-- start --
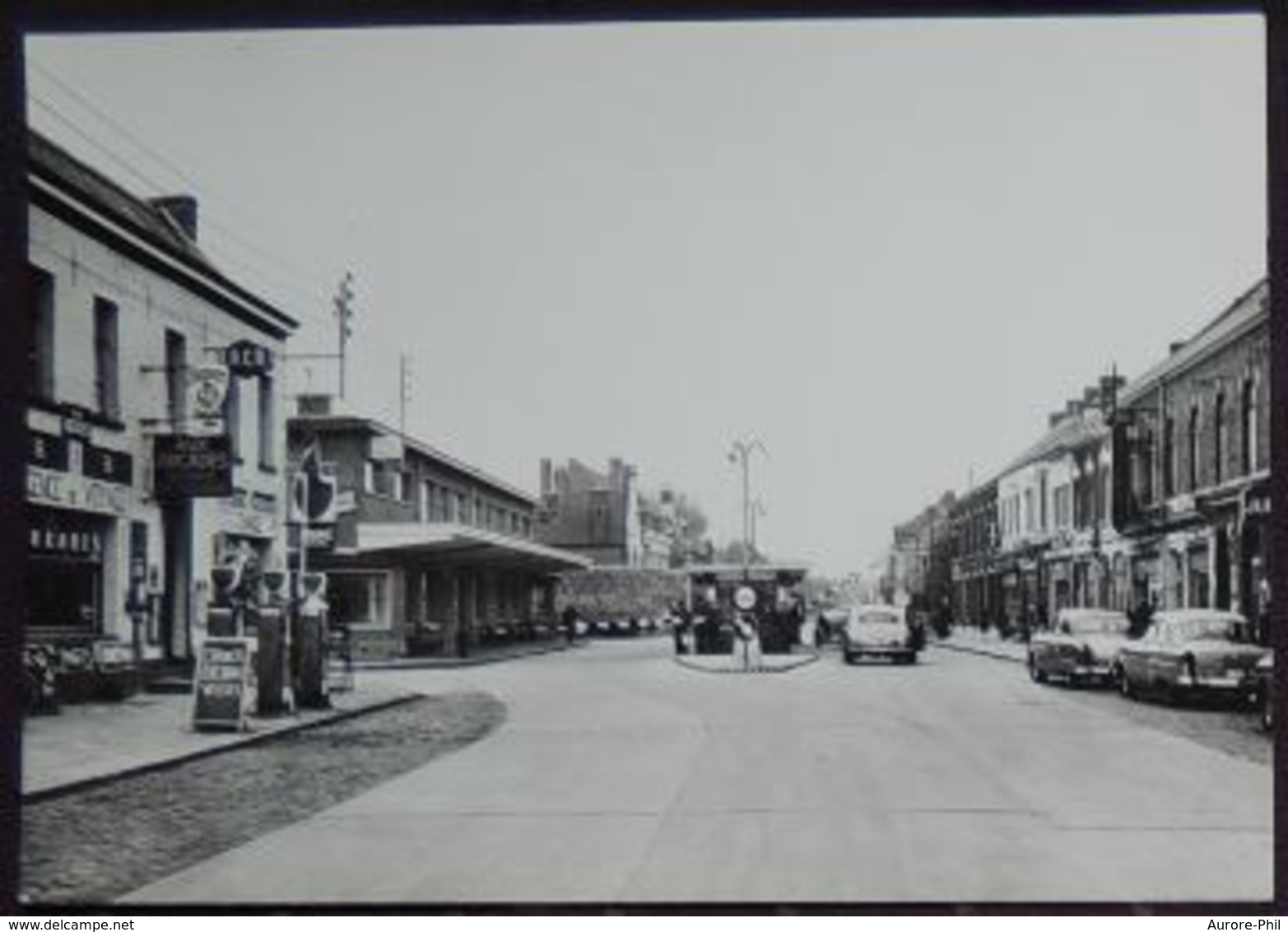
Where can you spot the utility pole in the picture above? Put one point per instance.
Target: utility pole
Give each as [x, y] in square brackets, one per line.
[403, 389]
[344, 317]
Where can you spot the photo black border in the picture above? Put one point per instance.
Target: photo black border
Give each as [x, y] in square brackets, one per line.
[41, 17]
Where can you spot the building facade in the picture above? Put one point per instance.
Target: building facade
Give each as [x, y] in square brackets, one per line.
[1192, 485]
[428, 555]
[125, 308]
[607, 517]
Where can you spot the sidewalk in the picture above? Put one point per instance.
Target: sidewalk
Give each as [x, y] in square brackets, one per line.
[986, 644]
[482, 655]
[95, 742]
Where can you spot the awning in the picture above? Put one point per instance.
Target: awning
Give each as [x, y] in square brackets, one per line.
[462, 544]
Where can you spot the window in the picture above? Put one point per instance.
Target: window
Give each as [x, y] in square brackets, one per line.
[1169, 457]
[1219, 445]
[358, 599]
[1193, 449]
[106, 359]
[1248, 427]
[267, 427]
[41, 355]
[175, 378]
[232, 415]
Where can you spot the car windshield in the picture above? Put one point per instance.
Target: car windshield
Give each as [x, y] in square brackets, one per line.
[1198, 629]
[879, 617]
[1095, 624]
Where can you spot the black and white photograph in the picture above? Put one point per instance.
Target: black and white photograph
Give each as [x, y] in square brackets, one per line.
[732, 462]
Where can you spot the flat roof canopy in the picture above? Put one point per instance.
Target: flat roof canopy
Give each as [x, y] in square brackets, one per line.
[462, 544]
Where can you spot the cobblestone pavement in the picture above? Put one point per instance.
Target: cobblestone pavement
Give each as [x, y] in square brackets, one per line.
[1220, 725]
[103, 842]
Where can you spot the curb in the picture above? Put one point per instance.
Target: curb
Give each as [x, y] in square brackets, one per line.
[187, 757]
[455, 663]
[690, 665]
[979, 651]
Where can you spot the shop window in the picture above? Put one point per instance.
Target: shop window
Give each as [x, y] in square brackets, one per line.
[1219, 445]
[175, 378]
[1248, 427]
[232, 417]
[360, 599]
[267, 426]
[106, 359]
[41, 353]
[1169, 457]
[1193, 449]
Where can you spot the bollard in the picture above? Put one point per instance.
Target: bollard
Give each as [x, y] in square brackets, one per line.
[271, 692]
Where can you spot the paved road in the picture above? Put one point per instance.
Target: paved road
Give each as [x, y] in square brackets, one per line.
[621, 776]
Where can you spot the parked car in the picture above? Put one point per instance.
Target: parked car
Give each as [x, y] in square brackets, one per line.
[1265, 690]
[1082, 647]
[879, 631]
[1190, 651]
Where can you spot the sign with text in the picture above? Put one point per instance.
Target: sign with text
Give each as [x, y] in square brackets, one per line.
[219, 690]
[189, 467]
[248, 360]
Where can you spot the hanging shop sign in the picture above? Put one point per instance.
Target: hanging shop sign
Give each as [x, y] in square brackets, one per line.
[249, 360]
[192, 467]
[219, 688]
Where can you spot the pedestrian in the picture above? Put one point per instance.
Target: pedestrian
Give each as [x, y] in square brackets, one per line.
[570, 619]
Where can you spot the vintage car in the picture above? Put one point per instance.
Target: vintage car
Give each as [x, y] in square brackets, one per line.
[1265, 690]
[1190, 651]
[1082, 647]
[879, 631]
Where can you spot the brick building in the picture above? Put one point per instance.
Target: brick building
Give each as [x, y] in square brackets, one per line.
[428, 555]
[1192, 478]
[125, 307]
[606, 517]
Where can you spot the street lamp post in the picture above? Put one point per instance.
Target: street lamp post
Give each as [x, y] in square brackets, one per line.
[741, 454]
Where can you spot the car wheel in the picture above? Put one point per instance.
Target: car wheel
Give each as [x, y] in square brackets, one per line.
[1125, 685]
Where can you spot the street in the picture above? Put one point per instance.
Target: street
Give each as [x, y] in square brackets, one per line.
[621, 776]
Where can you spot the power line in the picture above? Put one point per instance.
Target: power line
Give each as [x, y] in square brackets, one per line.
[314, 301]
[133, 138]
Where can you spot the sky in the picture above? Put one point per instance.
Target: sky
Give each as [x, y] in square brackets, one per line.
[884, 249]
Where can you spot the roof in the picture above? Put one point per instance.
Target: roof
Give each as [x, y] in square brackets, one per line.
[1246, 310]
[1068, 433]
[57, 168]
[351, 422]
[463, 543]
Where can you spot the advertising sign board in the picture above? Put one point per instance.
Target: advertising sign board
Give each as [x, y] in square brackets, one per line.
[221, 686]
[188, 467]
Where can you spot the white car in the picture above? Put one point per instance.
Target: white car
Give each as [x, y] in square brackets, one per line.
[879, 631]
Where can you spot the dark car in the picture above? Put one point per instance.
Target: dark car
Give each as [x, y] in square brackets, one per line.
[1083, 646]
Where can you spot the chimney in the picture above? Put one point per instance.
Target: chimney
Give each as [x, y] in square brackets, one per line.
[182, 209]
[314, 405]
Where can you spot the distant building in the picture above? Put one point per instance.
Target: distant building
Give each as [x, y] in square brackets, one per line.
[1192, 480]
[429, 555]
[606, 517]
[124, 308]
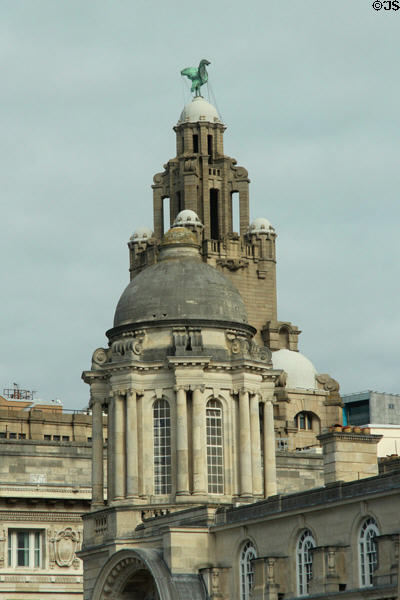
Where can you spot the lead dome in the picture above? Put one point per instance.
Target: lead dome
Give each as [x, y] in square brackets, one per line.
[199, 110]
[261, 225]
[141, 234]
[299, 369]
[180, 287]
[187, 217]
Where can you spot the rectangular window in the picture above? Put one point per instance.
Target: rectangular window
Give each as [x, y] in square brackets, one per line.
[25, 548]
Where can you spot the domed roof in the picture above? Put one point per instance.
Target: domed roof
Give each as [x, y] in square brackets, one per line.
[141, 234]
[199, 110]
[180, 287]
[260, 225]
[300, 370]
[179, 235]
[187, 217]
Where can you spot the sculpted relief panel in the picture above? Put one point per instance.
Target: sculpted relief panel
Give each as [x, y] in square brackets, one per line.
[64, 545]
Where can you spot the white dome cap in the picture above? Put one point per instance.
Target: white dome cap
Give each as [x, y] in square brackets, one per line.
[261, 225]
[300, 370]
[199, 110]
[187, 217]
[141, 234]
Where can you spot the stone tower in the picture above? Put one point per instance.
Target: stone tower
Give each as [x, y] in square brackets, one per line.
[202, 179]
[188, 379]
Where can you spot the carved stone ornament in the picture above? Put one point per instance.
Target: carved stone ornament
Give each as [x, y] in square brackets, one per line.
[329, 384]
[65, 544]
[281, 381]
[233, 264]
[189, 166]
[241, 346]
[158, 178]
[128, 348]
[100, 357]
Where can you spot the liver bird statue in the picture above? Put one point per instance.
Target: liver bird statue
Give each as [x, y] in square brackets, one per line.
[198, 76]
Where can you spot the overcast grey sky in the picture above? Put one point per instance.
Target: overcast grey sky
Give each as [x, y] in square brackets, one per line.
[89, 94]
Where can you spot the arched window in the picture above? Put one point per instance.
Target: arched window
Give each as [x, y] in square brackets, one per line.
[246, 570]
[303, 420]
[214, 214]
[162, 447]
[284, 337]
[367, 551]
[304, 561]
[215, 450]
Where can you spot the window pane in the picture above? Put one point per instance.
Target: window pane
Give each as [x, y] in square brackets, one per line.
[162, 447]
[215, 458]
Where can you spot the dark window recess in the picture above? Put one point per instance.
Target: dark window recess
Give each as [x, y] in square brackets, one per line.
[214, 217]
[209, 146]
[358, 412]
[179, 201]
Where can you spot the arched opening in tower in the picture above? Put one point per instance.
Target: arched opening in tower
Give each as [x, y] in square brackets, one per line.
-- end --
> _Exercise prompt_:
Write the lines out verbatim, from the one with "Where can you spot the stone" through the last line of the entries, and stop there.

> _Result of the task_:
Where can you spot the stone tower in the picture above? Put one point per instance.
Target: stone tower
Give each as [x, y] in square brackets, one per line.
[202, 179]
[188, 379]
Where can you spot the carved stone ornament in the picture above? Put one point per instance.
Target: carved stone ornament
Give each as [x, y] in square brackets, one per line.
[329, 384]
[65, 544]
[281, 381]
[233, 264]
[189, 166]
[241, 346]
[158, 178]
[128, 348]
[100, 357]
Where can you spot the liver bird statue in the picture above? Put one point per instance.
Target: liver bird statue
Give each as [x, y] in square brackets, one per line.
[198, 76]
Where can you spot the overcast grey sky in the picture above? Put one point per instance.
Target: overcast grey sky
Give each as [x, y] in square brackets, one per line.
[89, 94]
Where can you spot the arched window in the picture above? Put one point per instance.
Target: arched window
Give each as [x, y] in square brackets, one per line.
[246, 570]
[303, 420]
[214, 214]
[162, 447]
[284, 337]
[367, 551]
[304, 561]
[215, 450]
Where can you spot the window pane in the picture above? Put one point per instance.
Target: window pane
Give each as [x, y] in square brackets, one per line.
[162, 447]
[215, 458]
Where can you spot the dark window recess in the picture above? Put one point per instance.
Target: dark window recess
Give each as [x, y] in square brackets, one per line.
[214, 217]
[209, 146]
[358, 412]
[179, 201]
Where can you spot the arched opening in tower in the picture above? Put one point per instance.
Target: arched opening in tower
Give each as [x, y] in square brackets, one per line.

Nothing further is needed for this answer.